Sujet à traiter: Pour chacune des affirmations suivantes, indiquez par oui ou par non si elle concorde avec l’extrait du texte ci-dessous, en citant mot pour mot le passage qui tranche. 1. Le Parlement vote en première lecture une directive sur la protection des sols. 2. Sarkozy est jugé meilleur orateur que Tony Blair. 3. Sarkozy déclare préférer la règle de l’unanimité à celle de la majorité.

Extrait du texte:
==============================

Environnement : le Parlement en pointe.
par Alain Lipietz

vendredi 16 novembre 2007

Semaine faste à Strasbourg : on vote en première lecture une bonne directive sur l’intégration de l’aviation dans le système des quotas d’émission de gaz à effet de serre, une autre plus moyenne (mais c’est un début…) sur la protection des sols, et une résolution prenant spectaculairement ses distances avec le décret italien « anti-Roms ». Même le président Sarkozy, reçu en « séance solennelle », fait un bon discours ! Par ailleurs mon équipe s’active sur la préparation de notre initiative du 6 décembre à Paris sur « Amnistie, impunité, justice transitionnelle », qui prend tournure : inscrivez vous vite !

Sarkozy

Nicolas Sarkozy est venu présenter devant l’hémicycle ses projets pour la présidence française (2è semestre 2008). S’il est moins bon orateur que Tony Blair, dont le numéro avait bluffé ses auditeurs, et moins profond que Carlo Ciampi, il s’est trouvé cette fois une bonne plume, et, visiblement, il a beaucoup appris de ses six premiers mois d’expérience européenne. Il sait que son style « m’as-tu-vu ? » a indisposé tous ses partenaires et il en tient compte avec habileté. Mais… il se montre tout aussi menteur que Tony Blair !

Le discours commence très fort : « Nos peuples, horrifiés de ce qu’ils avaient fait, ont décidé de cesser de se haïr, et de s’aimer… Comme disait Paul-Henri Spaak, « il ne faut rien oublier car ce serait une profanation, mais il faut entamer la grande aventure de sauver ce que l’on peut sauver »… L’Europe sera un grand idéal ou ne sera plus… Quand les peuples disent Non, il faut se demander pourquoi (et j’ai voté Oui) [il a dit ça très vite, et je garde quelque doute car pendant toute la campagne du TCE il n’a desserré les dents que pour dire son hostilité à l’entrée de la Turquie !]. Le Non exprimait bien davantage que l’hostilité à un texte aussi important fût-il. Il trahissait une crise de confiance de deux peuples fondateurs. Pourquoi ce désespoir de l’Europe ? Parce qu’ils avaient le sentiment que l’Europe ne s’intéressait plus à leur sort. Que ce fût vrai ou non est une autre affaire. Ce Non fut un désastre, mais la politique, c’est, de l’autre côté, tenir compte des 18 pays qui avaient voté Oui et à qui on demandait la bonne volonté de revenir sur leur choix… Le traité « simplifié » [il est vraiment le tout dernier à l’appeler comme ça !] résout la crise institutionnelle de l’Europe, mais pas sa crise morale. Il ne dit pas dans quel but on l’a construit. »

Et là-dessus, il avance quelques affirmations intéressantes, et il faudra le prendre au mot : « Je préfère la règle de la majorité à celle de l’unanimité. L’unanimité, c’est la possibilité pour certains d’imposer leur volonté à tous les autres. L’unanimité, c’est l’impossibilité d’agir. J’ai été autorisé par le peuple français à faire ratifier le traité par le Parlement… Maintenant, il faut discuter de politique monétaire et de politique industrielle. Nul ne peut se prévaloir de l’indépendance de son statut pour ne pas rendre de comptes [ici, il vise la Banque centrale européenne]. Je suis pour la préférence communautaire. On doit se défendre contre le dumping des pays tiers et leur politique de change. Quand d’autres pays réservent une part de leur marché aux PME, on a le droit d’en faire autant. Nous devons défendre notre indépendance énergétique et alimentaire. Il faut être exemplaire dans la lutte contre le changement climatique, mais en se protégeant contre les pays qui ne participent pas aux accords mondiaux… Je proposerai une politique de défense des droits de l’Homme, de défense européenne… Etc. »

==============================

Données extraites:

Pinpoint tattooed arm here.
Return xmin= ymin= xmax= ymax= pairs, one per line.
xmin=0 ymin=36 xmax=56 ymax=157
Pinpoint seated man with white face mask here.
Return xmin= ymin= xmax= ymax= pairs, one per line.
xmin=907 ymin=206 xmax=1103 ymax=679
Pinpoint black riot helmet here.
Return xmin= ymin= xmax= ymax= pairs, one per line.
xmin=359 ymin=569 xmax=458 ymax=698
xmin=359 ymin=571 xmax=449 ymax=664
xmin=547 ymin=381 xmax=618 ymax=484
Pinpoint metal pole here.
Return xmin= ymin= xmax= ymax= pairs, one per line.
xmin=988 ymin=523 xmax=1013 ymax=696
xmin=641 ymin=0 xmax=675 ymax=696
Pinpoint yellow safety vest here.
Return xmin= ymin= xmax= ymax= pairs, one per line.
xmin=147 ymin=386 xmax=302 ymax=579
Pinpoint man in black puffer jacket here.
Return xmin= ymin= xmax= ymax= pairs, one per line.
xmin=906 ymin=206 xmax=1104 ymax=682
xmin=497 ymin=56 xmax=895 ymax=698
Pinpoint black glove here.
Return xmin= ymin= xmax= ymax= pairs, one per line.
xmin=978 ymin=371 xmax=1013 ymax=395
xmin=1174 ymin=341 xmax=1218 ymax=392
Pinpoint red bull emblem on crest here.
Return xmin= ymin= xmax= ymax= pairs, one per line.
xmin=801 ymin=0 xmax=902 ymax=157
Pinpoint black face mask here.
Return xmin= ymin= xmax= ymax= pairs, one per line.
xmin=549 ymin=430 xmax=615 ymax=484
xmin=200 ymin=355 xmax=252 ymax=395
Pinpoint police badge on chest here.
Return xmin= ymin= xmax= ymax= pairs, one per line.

==============================

Réponse rédigée:
1. Oui : « une autre plus moyenne (mais c’est un début…) sur la protection des sols »
2. Non : « S’il est moins bon orateur que Tony Blair »
3. Non : « Je préfère la règle de la majorité à celle de l’unanimité. »